Your goal:
Reproduce all of the records word for word, omitting the pictures.

Task material:
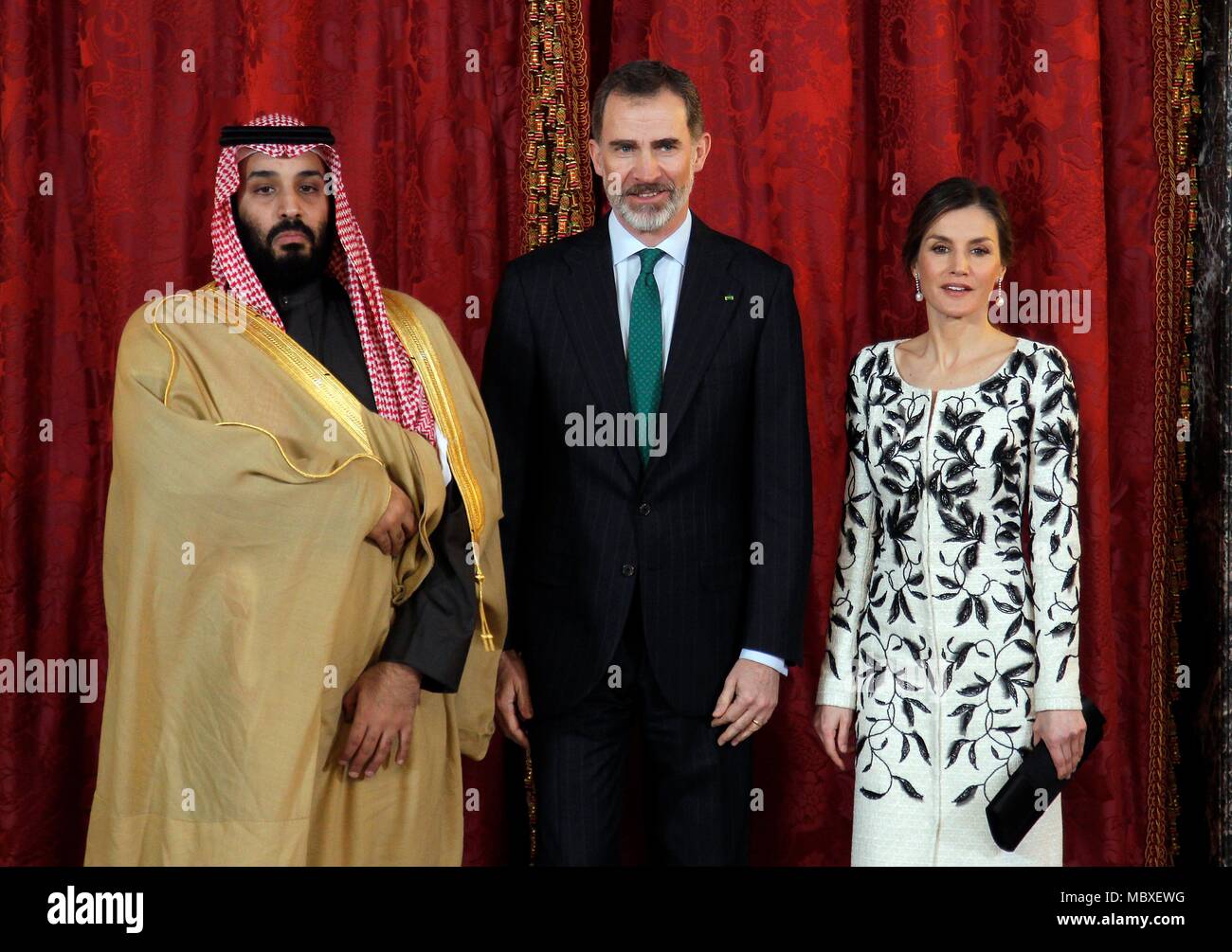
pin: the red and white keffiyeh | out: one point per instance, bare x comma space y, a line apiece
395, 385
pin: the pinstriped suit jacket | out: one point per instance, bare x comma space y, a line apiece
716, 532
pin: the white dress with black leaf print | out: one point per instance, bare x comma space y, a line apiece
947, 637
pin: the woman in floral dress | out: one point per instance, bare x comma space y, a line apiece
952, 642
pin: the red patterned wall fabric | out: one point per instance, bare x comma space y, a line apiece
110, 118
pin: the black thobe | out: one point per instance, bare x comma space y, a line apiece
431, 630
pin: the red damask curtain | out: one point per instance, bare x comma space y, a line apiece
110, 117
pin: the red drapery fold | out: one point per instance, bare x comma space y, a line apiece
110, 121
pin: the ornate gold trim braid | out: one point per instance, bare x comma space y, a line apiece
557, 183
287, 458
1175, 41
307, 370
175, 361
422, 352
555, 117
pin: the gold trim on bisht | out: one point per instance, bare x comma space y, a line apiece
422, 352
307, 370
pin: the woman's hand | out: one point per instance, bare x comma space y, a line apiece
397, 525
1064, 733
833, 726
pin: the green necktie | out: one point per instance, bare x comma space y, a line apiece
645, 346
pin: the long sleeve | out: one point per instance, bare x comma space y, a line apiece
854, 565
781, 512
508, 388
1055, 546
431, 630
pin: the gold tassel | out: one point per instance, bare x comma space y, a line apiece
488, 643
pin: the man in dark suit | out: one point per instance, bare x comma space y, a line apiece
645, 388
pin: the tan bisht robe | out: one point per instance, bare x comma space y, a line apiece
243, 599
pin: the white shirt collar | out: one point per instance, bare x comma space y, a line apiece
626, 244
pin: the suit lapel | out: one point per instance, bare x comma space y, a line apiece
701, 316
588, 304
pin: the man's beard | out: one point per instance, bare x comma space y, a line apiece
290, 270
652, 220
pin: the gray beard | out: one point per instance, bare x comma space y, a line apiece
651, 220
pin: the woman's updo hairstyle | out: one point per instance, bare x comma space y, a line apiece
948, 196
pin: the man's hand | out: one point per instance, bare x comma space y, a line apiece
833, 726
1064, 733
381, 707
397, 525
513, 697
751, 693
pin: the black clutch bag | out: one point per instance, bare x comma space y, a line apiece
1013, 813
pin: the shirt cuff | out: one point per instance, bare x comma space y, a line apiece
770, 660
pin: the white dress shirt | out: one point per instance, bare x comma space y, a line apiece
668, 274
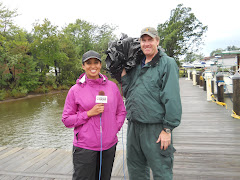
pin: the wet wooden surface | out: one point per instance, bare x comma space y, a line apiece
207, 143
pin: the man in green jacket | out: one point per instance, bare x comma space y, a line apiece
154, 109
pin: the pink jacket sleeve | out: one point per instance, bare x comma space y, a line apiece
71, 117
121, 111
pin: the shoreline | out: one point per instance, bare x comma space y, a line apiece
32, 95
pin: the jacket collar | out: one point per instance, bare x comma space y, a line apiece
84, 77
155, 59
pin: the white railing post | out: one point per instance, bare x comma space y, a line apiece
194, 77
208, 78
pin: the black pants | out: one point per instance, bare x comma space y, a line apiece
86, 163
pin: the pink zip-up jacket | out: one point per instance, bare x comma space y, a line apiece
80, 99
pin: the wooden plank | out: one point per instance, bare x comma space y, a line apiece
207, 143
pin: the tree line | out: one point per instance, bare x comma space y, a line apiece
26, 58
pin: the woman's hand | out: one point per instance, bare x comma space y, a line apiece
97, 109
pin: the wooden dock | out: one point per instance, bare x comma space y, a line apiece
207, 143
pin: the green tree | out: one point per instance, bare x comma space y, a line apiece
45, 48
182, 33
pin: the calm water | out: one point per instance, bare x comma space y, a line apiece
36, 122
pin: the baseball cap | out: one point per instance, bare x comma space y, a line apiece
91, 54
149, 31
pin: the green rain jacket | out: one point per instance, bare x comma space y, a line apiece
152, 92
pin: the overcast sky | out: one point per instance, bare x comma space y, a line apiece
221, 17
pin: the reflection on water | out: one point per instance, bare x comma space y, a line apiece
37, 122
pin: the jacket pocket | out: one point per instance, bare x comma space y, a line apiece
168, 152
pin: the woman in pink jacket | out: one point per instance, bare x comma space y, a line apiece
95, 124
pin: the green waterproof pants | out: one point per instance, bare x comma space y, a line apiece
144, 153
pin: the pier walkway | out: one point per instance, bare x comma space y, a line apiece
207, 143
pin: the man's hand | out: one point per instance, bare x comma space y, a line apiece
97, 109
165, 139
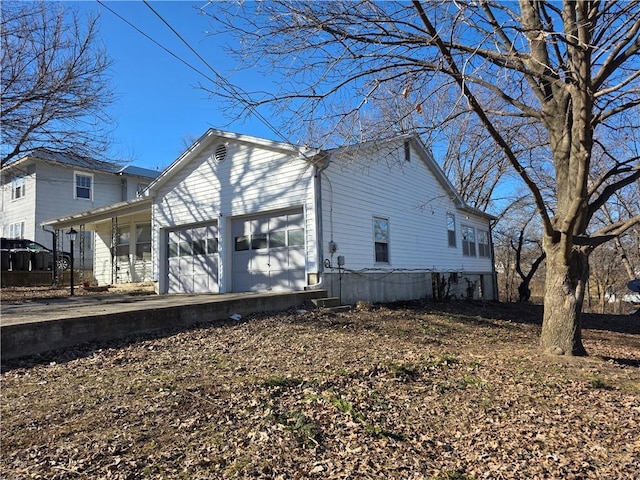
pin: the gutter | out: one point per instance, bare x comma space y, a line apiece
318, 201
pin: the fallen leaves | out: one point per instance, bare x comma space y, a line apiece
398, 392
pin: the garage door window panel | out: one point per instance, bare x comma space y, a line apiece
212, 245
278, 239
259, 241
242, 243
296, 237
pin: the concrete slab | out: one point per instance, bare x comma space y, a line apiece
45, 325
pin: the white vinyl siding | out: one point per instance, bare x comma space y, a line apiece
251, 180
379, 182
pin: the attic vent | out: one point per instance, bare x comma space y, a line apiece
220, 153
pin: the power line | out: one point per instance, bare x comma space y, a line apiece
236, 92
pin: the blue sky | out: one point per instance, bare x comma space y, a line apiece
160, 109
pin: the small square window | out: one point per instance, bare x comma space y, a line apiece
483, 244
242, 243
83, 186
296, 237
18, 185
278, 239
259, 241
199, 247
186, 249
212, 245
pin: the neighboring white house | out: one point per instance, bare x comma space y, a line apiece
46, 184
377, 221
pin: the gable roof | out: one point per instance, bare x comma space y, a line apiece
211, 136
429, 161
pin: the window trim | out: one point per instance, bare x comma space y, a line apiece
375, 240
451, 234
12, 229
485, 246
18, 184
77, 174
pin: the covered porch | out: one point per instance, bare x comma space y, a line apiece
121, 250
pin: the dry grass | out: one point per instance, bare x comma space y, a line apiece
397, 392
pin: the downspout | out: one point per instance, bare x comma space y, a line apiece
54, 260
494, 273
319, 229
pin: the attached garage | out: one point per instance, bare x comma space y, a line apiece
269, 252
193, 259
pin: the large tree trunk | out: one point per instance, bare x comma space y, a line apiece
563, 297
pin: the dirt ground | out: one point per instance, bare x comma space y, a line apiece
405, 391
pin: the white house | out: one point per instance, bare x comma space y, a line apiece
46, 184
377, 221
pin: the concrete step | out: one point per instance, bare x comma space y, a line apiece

Reply:
pin: the red and white keffiyeh | out: one point per instance, bare x comma space y, a line apiece
395, 385
pin: the pinstriped suit jacket | out: one point per instance, bare x comma space y, a line apiece
716, 532
pin: the white dress with black leaf print | out: one point per instance, bare x comma space y, a line apiece
947, 637
pin: the woman in floral dress | out: one point per instance, bare x comma space y, a line apiece
952, 642
pin: the red patterned wall fabric | out: one point per instance, bare x comma space y, a line apiece
110, 118
pin: the black thobe | out: one point per instance, bare x comma space y, a line apiece
431, 630
pin: the red damask curtain | out: one point per instance, bare x comma space y, a line apiece
110, 117
pin: the red drapery fold | out: one point per instance, bare x comma space y, a line apiece
110, 121
pin: the ornate gold trim braid | out: one point per instance, bare x comma space y, a line apiece
557, 183
287, 458
1175, 41
307, 370
175, 361
422, 352
555, 117
pin: the gold trim on bisht | out: one point per instance, bare x comma space y, a line apiece
422, 352
307, 370
pin: the woman's hand | out: one point per instance, bare x comma space y, a line apiece
397, 525
1064, 733
833, 726
pin: the green necktie | out: one point per instance, bare x comma space y, a line apiece
645, 346
pin: the long sleeve | out: one point per instance, bare x comma space y, a line apiece
854, 565
781, 512
508, 388
1055, 546
431, 630
pin: the gold tassel | out: one point per instance, bare x comma space y, a line apiece
488, 643
pin: the man in dark suit | out: one point per instance, bare x comma space y, a line apiece
645, 388
pin: the tan bisht robe | out: one point per instance, bare x comma space y, a line apiece
243, 599
pin: the white shirt collar | out: one point per instance, bare x comma space y, a line apiece
626, 244
pin: the suit lapel | out: one point per instance, bare x comma space y, a line apiece
701, 316
588, 304
pin: the man's beard | out: one point per instance, bare x comma space y, a line apiece
290, 270
652, 220
pin: the gray beard | out: one point per instance, bare x comma space y, a line apiece
651, 220
pin: the woman's updo hairstyle | out: one point per instance, bare x comma space y, a line apiece
948, 196
pin: the man's hand | out: one point per instance, bare x comma space y, a line apiece
833, 726
1064, 733
381, 707
397, 525
513, 697
751, 693
pin: the black clutch bag | out: one point per instance, bare x comma space y, a line apiece
1013, 813
pin: the shirt cuff | out: one point per instance, bare x comma space y, a line apiece
770, 660
pin: the white dress shirt | out: one point per instance, bare x comma space y, a line apiece
668, 274
pin: the wet wooden surface | out: one point per instance, bare x comma space y, a line apiece
207, 143
pin: the man in green jacket | out: one point per instance, bare x comma space y, a line apiece
154, 109
pin: the pink jacket sleeve | out: one point per instance, bare x comma space y, a line apiece
71, 117
121, 111
pin: the shoreline | out: one point per instance, bare x comma space y, a line apiece
32, 95
pin: the jacket collar | out: one point per instance, bare x comma space y, a line apiece
84, 77
155, 59
pin: the white railing post | out: one point per instance, bare x comma space y, a line apiece
194, 77
208, 78
pin: the black pants | out: one point per instance, bare x comma space y, a line apiece
86, 163
pin: the pink zip-up jacket | out: one point per instance, bare x comma space y, a line apiece
80, 99
pin: the wooden plank | out: one point per instance, bare x comma space y, a line apiece
207, 143
pin: the tree line | out: one point per instance, bare x comma space y, a line apiece
26, 58
pin: the woman's hand | out: one point per instance, bare x comma space y, a line apiece
97, 109
pin: the wooden dock | out: one point per instance, bare x comma space y, a line apiece
207, 143
pin: the green tree | out: one point per instance, bare x comma space y, a line apiece
45, 48
182, 33
pin: the calm water | out: one point per instance, bare x comma space y, a line apiece
36, 122
pin: the baseball cap | out: one point per instance, bare x comma space y, a line apiece
91, 54
149, 31
pin: the green rain jacket | out: one point per instance, bare x comma space y, a line apiece
152, 92
pin: the overcast sky | out: one point per instance, bare x comma space y, a line apiece
221, 17
pin: the reflection on water | out: one point per instance, bare x comma space y, a line apiece
37, 122
pin: the jacket pocket | out: one point per instance, bare x comma space y, a line apiece
168, 152
pin: the woman in pink jacket | out: one point per instance, bare x comma space y, a line apiece
95, 124
pin: the green waterproof pants | out: one point per instance, bare x comma space y, a line apiece
144, 153
pin: the pier walkway | out: one point per instance, bare x comma space y, a line apiece
207, 143
pin: the man's hand | out: one point per instance, bare x comma space y, a line apiece
97, 109
165, 139
pin: the gutter | out: one point per instance, bare x comma space y, a line apiece
318, 201
pin: the fallen leaves | out: one point per instance, bare x comma space y, a line apiece
398, 392
pin: the garage door window panel | out: one point per instance, bare x comma space y, a line apiece
212, 245
278, 239
259, 241
242, 243
296, 237
pin: the concrete slab | out: one point per instance, bare x comma space y, a line apiece
45, 325
pin: the white vinyl siding | out: one point per instance, bare x comma space y, a line apiece
251, 180
379, 182
pin: the attic vent | out: one point per instance, bare x comma space y, a line apiece
220, 153
pin: the power line | out: one point per instance, bare x comma space y, a line apiece
236, 92
pin: the blue sky | out: one point per instance, bare x comma space y, a line apiece
160, 109
pin: the small square window | out: one point per instance, bare x comma space y, a line apiece
483, 244
242, 243
83, 186
296, 237
18, 185
278, 239
259, 241
199, 247
186, 249
212, 245
pin: the neighboring white house | out: one point per instance, bare x comma space y, a line apiece
46, 184
377, 221
pin: the gable roof | out: one point per instance, bare x comma space y, a line apiece
211, 136
429, 161
pin: the window trim | out: one point per instance, bare x comma space y, a line apiece
375, 240
451, 234
12, 229
485, 246
18, 184
77, 174
pin: the covered porch | out: one point per instance, bare x comma space y, a line apiece
121, 250
pin: the dry grass | out: one point per instance, bare x comma space y, a line apiece
397, 392
pin: the downspout | out: one point per instance, bare x comma space y, a line apiece
54, 260
494, 273
319, 229
pin: the attached garage | out: one point per instance, bare x comma space y, a line apiece
269, 252
193, 259
pin: the large tree trunk | out: one point per instance, bare x comma space y, a line apiece
563, 297
pin: the dirt ground | out: one point per instance, bare x comma space y, a line apiece
405, 391
pin: the white house | out: one point per instance, bare x comma space y, a line apiece
46, 184
377, 221
pin: the concrete step | out: one point per instance, bare x comma space y, a line apiece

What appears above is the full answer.